● **Work required**: Look through the listing below for the word "pillars" and copy every line where it occurs.

● **Data supplied**:
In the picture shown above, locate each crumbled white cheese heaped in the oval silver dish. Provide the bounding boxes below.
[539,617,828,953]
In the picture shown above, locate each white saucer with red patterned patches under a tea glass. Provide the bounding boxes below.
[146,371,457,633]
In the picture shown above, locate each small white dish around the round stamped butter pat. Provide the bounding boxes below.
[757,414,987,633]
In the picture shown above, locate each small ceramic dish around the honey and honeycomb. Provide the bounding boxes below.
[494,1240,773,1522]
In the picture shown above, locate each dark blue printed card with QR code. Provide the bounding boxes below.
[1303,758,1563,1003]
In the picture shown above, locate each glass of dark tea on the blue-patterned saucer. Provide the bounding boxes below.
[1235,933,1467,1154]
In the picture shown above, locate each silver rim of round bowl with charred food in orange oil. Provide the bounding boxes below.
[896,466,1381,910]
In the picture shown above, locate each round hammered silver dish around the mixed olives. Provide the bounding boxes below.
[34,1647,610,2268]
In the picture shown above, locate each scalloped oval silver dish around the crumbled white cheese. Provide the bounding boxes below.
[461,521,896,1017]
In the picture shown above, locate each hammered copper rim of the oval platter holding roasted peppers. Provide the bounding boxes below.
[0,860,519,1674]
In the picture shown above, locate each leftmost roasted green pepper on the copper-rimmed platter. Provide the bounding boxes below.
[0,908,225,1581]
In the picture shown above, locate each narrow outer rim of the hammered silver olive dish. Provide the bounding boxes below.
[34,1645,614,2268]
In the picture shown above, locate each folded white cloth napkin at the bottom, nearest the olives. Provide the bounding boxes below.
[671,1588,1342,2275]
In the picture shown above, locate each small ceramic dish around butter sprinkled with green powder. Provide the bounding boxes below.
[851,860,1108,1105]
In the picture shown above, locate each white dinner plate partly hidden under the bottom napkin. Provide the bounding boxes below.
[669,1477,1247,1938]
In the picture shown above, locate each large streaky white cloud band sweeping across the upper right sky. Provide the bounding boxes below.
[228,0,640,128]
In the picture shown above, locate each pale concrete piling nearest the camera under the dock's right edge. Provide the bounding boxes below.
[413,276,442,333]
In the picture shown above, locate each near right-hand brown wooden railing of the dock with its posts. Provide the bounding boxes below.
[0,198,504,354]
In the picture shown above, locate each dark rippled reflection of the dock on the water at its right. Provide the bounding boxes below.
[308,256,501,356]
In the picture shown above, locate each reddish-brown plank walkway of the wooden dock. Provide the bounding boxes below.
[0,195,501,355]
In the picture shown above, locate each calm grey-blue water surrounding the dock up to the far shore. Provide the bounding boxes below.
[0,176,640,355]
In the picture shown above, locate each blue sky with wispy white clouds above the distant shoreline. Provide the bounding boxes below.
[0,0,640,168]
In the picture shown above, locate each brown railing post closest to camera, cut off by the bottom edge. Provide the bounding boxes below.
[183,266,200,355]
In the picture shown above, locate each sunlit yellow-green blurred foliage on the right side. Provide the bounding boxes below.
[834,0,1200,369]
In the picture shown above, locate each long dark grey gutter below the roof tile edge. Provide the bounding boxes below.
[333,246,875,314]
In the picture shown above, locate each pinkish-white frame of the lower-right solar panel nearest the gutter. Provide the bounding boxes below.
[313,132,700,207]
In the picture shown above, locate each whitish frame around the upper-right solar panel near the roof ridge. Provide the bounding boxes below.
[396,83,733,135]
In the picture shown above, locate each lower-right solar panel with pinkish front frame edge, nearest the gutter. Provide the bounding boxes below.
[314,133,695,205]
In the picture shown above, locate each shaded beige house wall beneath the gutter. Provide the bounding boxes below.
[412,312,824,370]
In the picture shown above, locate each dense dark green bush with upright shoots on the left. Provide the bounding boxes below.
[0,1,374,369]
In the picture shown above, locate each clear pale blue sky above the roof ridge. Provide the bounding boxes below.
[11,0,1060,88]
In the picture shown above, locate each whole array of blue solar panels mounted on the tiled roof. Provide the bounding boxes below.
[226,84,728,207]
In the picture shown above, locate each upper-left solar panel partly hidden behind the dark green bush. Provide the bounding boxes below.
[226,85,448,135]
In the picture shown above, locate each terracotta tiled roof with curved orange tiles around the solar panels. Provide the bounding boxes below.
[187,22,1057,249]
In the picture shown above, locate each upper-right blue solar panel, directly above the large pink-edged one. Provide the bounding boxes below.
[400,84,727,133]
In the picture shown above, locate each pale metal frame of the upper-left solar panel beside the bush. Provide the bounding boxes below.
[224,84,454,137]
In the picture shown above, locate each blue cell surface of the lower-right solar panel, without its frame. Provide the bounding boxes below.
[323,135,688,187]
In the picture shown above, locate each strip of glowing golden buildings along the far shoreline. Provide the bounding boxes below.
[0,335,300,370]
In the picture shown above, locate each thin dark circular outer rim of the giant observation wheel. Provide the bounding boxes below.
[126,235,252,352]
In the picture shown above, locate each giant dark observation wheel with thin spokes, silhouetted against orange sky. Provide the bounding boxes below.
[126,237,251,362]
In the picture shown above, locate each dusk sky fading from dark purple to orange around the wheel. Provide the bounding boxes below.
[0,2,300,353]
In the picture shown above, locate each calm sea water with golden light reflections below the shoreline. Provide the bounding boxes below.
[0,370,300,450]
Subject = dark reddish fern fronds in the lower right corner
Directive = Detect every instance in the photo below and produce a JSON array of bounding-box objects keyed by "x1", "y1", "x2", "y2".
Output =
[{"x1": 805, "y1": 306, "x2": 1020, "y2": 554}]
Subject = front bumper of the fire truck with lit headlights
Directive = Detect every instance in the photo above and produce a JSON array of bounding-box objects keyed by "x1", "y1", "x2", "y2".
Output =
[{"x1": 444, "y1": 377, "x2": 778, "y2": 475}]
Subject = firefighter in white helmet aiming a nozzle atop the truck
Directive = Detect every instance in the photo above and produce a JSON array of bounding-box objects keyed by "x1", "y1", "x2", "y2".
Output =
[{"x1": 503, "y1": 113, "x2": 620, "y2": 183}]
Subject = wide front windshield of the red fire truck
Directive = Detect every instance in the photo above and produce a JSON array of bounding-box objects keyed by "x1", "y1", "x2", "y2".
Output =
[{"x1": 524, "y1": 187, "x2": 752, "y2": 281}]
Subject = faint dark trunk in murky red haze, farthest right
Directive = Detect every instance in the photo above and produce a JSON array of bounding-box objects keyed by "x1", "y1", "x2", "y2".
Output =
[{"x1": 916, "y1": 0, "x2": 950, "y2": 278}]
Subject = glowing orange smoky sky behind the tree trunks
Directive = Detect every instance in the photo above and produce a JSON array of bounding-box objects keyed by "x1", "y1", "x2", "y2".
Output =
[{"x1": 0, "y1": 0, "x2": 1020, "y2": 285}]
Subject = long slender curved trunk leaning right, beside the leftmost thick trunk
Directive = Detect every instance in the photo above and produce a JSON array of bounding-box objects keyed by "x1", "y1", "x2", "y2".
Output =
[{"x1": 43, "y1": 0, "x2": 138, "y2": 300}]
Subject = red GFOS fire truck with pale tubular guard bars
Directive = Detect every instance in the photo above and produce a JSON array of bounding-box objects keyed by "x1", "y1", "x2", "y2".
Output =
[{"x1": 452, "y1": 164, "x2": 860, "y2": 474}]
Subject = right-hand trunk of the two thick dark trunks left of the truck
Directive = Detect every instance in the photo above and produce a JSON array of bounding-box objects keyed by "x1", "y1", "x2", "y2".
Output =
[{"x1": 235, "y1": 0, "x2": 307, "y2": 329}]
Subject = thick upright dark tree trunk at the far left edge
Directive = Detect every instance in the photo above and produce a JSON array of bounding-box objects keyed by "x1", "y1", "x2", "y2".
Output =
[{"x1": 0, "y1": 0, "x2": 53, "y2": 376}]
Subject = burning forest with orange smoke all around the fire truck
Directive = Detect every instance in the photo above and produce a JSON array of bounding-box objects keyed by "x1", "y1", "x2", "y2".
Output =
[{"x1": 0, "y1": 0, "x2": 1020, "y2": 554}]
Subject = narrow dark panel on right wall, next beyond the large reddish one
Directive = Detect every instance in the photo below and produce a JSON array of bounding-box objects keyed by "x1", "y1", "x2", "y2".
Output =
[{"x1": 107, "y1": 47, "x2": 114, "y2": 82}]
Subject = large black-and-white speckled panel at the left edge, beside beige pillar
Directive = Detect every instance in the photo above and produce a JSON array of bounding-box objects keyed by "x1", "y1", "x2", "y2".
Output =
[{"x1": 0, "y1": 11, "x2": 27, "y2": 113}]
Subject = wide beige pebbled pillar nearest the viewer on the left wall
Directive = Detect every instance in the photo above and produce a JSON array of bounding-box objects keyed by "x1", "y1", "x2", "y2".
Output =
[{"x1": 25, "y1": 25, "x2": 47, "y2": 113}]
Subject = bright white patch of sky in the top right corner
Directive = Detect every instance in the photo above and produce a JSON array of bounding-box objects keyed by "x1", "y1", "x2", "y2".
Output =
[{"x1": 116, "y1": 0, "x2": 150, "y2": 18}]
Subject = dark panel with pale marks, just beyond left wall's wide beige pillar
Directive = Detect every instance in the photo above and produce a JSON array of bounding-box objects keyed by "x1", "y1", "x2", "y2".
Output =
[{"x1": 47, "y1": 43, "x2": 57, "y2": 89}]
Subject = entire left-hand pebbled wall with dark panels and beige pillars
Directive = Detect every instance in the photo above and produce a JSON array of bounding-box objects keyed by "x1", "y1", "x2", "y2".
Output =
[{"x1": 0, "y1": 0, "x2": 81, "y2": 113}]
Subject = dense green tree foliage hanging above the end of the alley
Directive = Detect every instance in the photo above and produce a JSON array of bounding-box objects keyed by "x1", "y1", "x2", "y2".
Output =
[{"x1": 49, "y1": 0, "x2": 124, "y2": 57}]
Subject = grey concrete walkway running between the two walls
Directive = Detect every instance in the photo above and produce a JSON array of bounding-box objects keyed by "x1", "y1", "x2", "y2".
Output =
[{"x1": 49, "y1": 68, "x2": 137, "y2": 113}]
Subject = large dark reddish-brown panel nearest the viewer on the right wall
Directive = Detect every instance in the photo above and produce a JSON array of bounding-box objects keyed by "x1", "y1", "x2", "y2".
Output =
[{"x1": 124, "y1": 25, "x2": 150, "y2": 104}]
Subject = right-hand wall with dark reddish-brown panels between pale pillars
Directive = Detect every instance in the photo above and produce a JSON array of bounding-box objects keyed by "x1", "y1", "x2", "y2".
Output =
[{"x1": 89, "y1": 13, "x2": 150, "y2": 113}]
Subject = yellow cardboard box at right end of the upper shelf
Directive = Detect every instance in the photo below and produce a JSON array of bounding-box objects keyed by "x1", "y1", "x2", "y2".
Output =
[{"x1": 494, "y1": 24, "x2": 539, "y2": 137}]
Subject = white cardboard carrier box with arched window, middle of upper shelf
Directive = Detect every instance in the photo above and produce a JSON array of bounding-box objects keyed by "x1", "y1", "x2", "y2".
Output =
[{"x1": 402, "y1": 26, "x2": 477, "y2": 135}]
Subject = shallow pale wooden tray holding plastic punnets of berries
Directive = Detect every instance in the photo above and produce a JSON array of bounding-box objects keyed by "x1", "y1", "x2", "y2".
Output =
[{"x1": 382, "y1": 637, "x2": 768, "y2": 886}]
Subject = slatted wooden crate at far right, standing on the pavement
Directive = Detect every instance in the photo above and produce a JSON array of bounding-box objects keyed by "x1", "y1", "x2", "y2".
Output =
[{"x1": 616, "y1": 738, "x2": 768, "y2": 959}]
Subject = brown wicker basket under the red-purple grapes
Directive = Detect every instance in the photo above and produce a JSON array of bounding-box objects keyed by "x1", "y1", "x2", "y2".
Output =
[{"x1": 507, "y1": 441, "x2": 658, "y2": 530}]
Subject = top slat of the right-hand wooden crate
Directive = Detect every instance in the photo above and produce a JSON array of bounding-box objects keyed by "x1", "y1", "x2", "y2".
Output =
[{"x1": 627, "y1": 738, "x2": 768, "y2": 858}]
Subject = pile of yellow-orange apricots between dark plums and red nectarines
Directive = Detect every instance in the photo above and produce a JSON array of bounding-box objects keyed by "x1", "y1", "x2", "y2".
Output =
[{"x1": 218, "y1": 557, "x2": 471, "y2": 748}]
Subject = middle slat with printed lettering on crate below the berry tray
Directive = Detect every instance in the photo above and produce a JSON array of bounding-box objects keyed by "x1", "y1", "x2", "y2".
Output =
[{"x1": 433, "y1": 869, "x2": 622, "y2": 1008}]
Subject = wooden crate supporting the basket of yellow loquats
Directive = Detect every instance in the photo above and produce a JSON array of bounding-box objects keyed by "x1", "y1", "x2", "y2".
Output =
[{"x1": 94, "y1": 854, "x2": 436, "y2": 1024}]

● **Exercise solution**:
Subject = entire left-hand pebbled wall with dark panels and beige pillars
Subject = right-hand wall with dark reddish-brown panels between pale pillars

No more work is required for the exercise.